++++ Information supplied ++++

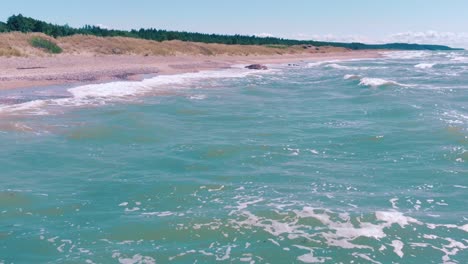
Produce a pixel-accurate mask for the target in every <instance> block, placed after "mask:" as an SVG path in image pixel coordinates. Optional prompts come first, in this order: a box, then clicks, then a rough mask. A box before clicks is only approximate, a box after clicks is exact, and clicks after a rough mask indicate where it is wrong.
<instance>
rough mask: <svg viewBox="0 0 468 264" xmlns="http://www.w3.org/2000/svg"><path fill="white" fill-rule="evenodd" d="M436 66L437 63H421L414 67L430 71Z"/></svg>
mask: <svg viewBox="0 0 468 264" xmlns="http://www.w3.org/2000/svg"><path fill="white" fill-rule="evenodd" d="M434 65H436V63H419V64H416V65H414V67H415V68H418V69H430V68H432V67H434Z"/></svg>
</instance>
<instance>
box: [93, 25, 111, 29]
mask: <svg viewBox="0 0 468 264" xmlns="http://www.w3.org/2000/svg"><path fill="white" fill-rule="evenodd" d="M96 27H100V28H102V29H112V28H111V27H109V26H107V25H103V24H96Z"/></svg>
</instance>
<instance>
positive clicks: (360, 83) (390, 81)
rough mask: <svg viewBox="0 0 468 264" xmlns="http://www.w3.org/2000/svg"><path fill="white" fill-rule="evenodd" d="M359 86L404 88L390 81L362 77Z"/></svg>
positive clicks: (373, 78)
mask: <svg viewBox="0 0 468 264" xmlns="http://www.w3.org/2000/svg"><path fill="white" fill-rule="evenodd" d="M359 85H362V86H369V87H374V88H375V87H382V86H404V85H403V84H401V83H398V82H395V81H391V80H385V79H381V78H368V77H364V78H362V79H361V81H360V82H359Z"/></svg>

++++
++++ Information supplied ++++

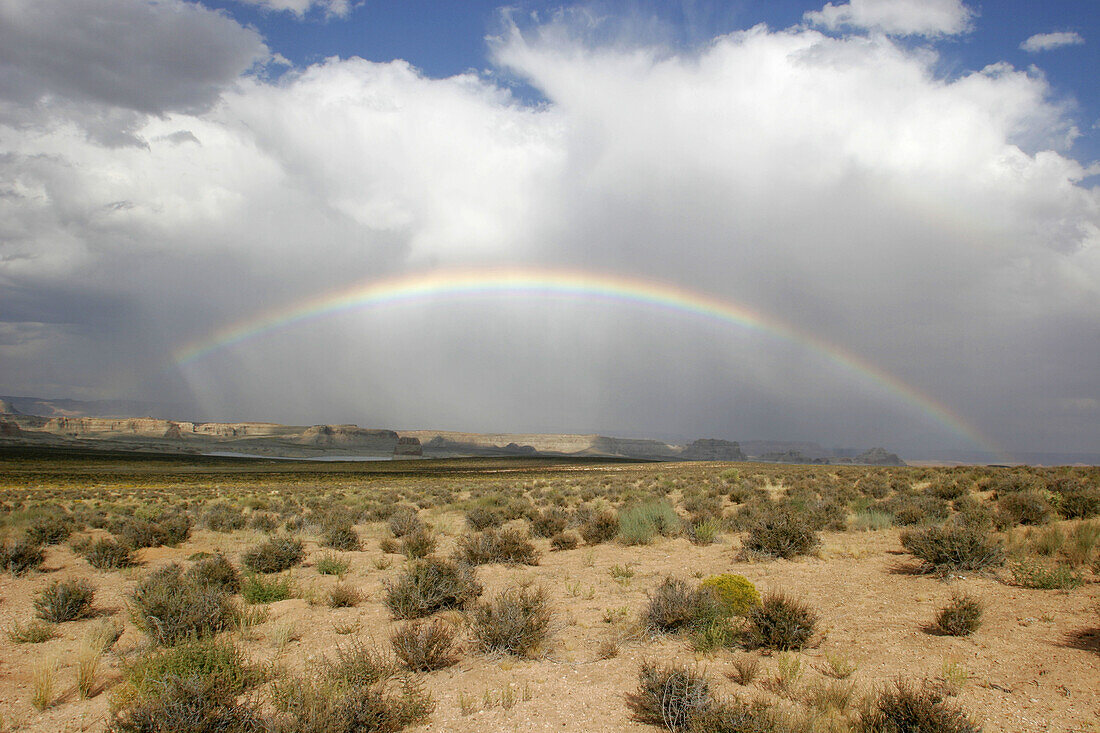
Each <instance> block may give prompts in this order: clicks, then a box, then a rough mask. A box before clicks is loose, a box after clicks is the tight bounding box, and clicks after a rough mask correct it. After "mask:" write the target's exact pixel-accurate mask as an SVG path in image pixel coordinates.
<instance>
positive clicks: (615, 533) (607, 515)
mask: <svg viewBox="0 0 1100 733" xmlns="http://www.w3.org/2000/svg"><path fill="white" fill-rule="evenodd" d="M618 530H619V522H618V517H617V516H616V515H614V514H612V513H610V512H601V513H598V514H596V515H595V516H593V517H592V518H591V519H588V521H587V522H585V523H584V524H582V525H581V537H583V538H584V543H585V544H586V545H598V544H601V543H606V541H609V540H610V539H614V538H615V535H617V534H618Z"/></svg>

++++

## Activity
Count the lines in the records above that contain the word "this", and reply with that number alone.

## Result
2